--- Start Records shown ---

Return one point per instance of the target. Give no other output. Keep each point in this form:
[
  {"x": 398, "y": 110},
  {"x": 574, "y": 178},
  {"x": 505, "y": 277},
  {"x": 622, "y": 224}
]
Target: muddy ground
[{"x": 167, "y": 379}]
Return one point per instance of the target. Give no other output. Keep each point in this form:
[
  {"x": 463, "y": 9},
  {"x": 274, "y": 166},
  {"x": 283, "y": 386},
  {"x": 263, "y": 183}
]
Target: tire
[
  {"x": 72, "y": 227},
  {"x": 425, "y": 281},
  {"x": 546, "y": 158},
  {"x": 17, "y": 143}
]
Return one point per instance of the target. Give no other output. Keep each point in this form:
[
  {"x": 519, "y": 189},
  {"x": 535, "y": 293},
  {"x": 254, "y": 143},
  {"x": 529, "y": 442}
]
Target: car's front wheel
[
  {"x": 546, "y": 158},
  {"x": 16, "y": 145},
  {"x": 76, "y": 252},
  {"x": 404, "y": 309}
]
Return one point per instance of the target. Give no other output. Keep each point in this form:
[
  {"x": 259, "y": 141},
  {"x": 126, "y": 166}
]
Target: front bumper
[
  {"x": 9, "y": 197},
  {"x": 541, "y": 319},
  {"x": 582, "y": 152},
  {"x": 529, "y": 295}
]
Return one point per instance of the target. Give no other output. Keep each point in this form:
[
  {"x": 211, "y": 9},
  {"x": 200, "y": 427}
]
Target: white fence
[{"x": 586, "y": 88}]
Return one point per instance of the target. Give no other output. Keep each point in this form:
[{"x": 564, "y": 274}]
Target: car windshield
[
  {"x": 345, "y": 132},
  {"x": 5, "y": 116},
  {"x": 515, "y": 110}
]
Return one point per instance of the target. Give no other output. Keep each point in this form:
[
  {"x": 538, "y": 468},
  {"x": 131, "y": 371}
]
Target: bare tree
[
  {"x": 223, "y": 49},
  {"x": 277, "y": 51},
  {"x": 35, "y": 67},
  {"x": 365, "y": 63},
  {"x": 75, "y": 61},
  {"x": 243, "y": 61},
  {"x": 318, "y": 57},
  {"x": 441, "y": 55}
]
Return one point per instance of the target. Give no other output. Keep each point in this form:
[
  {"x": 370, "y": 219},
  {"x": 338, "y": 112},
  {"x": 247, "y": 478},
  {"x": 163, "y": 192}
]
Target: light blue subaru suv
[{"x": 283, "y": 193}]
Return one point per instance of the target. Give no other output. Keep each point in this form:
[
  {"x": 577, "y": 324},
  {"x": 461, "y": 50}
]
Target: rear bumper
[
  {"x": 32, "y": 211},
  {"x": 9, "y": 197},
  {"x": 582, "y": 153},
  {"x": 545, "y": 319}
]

--- End Records shown ---

__Task requirements__: Copy each entry exactly, with nothing added or dropped.

__Response for this exercise__:
Return one point per instance of the target. Give no other output. Keep each point in this form:
[
  {"x": 398, "y": 110},
  {"x": 574, "y": 178},
  {"x": 505, "y": 277},
  {"x": 622, "y": 224}
]
Target: muddy ground
[{"x": 167, "y": 379}]
Return one point per instance of the target. Give no other output. Keep each point in this form:
[
  {"x": 463, "y": 9},
  {"x": 274, "y": 166},
  {"x": 283, "y": 386},
  {"x": 263, "y": 183}
]
Target: tire
[
  {"x": 72, "y": 227},
  {"x": 425, "y": 281},
  {"x": 546, "y": 158},
  {"x": 17, "y": 143}
]
Return one point per instance of the target. Give no other output. Keep each point in this form:
[
  {"x": 519, "y": 189},
  {"x": 535, "y": 293},
  {"x": 254, "y": 143},
  {"x": 529, "y": 442}
]
Target: car's front wheel
[
  {"x": 546, "y": 158},
  {"x": 16, "y": 145},
  {"x": 76, "y": 252},
  {"x": 404, "y": 309}
]
Return one point per instance of the target. Give no other output. Keep each point in this form:
[
  {"x": 259, "y": 141},
  {"x": 126, "y": 166}
]
Target: front bumper
[
  {"x": 9, "y": 197},
  {"x": 541, "y": 319},
  {"x": 582, "y": 152},
  {"x": 529, "y": 295}
]
Return one point per instance of the target. Give no other output. Keep each point in this form:
[
  {"x": 211, "y": 9},
  {"x": 200, "y": 427}
]
Target: white fence
[{"x": 586, "y": 88}]
Return one point per instance of the target. Give no other output. Keep each point in this form:
[{"x": 564, "y": 274}]
Target: car windshield
[
  {"x": 345, "y": 132},
  {"x": 5, "y": 116},
  {"x": 515, "y": 110}
]
Return one point per instance of the target. Give no other output. Keep each point in this form:
[
  {"x": 538, "y": 468},
  {"x": 131, "y": 371}
]
Target: bare tree
[
  {"x": 223, "y": 49},
  {"x": 277, "y": 51},
  {"x": 35, "y": 67},
  {"x": 365, "y": 63},
  {"x": 75, "y": 61},
  {"x": 243, "y": 61},
  {"x": 318, "y": 57},
  {"x": 441, "y": 55}
]
Return one point per instance of the target. Give no other output. Keep each point in this form:
[
  {"x": 370, "y": 219},
  {"x": 338, "y": 112},
  {"x": 247, "y": 478},
  {"x": 163, "y": 192}
]
Target: light blue subaru suv
[{"x": 283, "y": 193}]
Return one point per instance of the target. Give no other output. Keep each point in this form:
[
  {"x": 577, "y": 324},
  {"x": 461, "y": 50}
]
Target: rear bumper
[
  {"x": 32, "y": 211},
  {"x": 9, "y": 197},
  {"x": 582, "y": 153},
  {"x": 545, "y": 319}
]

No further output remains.